- What you have to do -
Count the lines in the records below that contain the string "vulture", treating uppercase and lowercase as different. Reply with the number only.

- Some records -

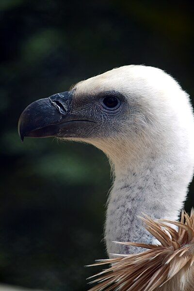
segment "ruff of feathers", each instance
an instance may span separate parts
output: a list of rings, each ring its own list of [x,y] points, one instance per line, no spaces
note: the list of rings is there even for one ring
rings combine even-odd
[[[153,220],[146,215],[141,219],[161,244],[116,242],[148,250],[97,260],[90,266],[109,264],[110,267],[89,278],[97,284],[90,291],[193,291],[194,210],[190,216],[183,210],[180,222]]]

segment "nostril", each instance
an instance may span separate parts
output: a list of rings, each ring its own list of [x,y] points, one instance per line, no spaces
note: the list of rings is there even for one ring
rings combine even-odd
[[[58,100],[51,100],[51,103],[62,114],[66,114],[67,111],[67,108],[65,105],[61,103]]]

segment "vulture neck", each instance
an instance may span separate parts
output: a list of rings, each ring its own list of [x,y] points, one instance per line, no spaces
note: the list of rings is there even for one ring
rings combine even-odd
[[[154,219],[176,220],[186,198],[187,168],[182,166],[177,150],[142,152],[137,158],[121,159],[120,162],[113,161],[115,179],[105,228],[108,254],[137,251],[113,242],[156,243],[137,216],[145,213]]]

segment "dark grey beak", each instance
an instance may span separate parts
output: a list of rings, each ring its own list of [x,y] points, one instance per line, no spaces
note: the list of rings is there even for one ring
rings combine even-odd
[[[24,137],[48,137],[61,136],[64,122],[67,123],[66,131],[71,130],[68,122],[72,99],[72,91],[52,95],[40,99],[29,105],[19,119],[18,130],[21,140]],[[68,128],[68,127],[69,128]]]

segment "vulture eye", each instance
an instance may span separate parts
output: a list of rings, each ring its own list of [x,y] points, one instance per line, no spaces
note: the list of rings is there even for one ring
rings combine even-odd
[[[120,104],[120,101],[118,98],[114,96],[106,96],[102,100],[102,105],[104,108],[108,110],[115,110],[117,109]]]

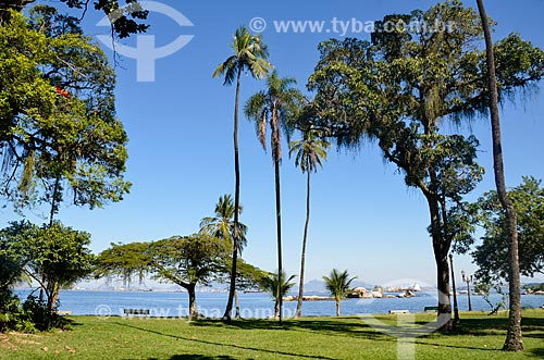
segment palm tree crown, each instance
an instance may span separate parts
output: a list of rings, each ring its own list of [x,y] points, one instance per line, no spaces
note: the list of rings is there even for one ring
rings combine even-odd
[[[270,124],[272,159],[282,160],[281,131],[292,133],[292,122],[298,114],[305,98],[293,77],[279,77],[273,71],[267,78],[267,89],[255,94],[246,103],[244,112],[248,120],[256,122],[257,136],[267,150],[267,123]]]
[[[302,132],[302,138],[289,142],[289,157],[295,156],[295,166],[300,166],[302,173],[317,172],[318,165],[323,167],[326,161],[326,150],[331,142],[319,137],[317,129]]]
[[[213,72],[213,77],[224,75],[223,85],[232,85],[236,77],[246,70],[255,78],[264,78],[272,65],[267,61],[269,55],[268,47],[262,42],[260,35],[251,35],[249,30],[242,26],[236,29],[231,48],[234,53]]]
[[[259,35],[251,35],[245,27],[240,27],[234,34],[231,48],[234,54],[228,57],[213,72],[213,77],[225,75],[223,85],[232,85],[236,80],[236,97],[234,100],[234,234],[233,234],[233,265],[231,271],[231,286],[228,300],[226,302],[223,319],[231,321],[231,311],[236,290],[236,263],[240,239],[238,234],[238,210],[239,210],[239,157],[238,157],[238,108],[242,72],[249,71],[255,78],[263,78],[272,67],[265,60],[268,57],[267,46],[262,44]]]
[[[347,296],[351,282],[357,278],[357,276],[351,278],[348,277],[349,274],[347,270],[341,273],[336,269],[333,269],[329,277],[323,276],[323,281],[325,282],[326,289],[331,291],[335,298],[343,299]]]
[[[231,245],[234,244],[234,209],[233,199],[230,194],[220,197],[215,206],[215,216],[203,218],[200,221],[200,233],[225,239]],[[238,212],[242,212],[242,210],[243,207],[240,206]],[[247,226],[238,223],[238,253],[240,255],[247,245],[246,233]]]
[[[348,278],[349,275],[347,270],[344,270],[342,273],[336,269],[331,271],[331,275],[329,277],[323,276],[323,281],[325,282],[325,287],[331,294],[334,296],[336,300],[336,316],[339,316],[339,302],[343,298],[347,296],[349,291],[349,285],[357,276]]]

- Complete output -
2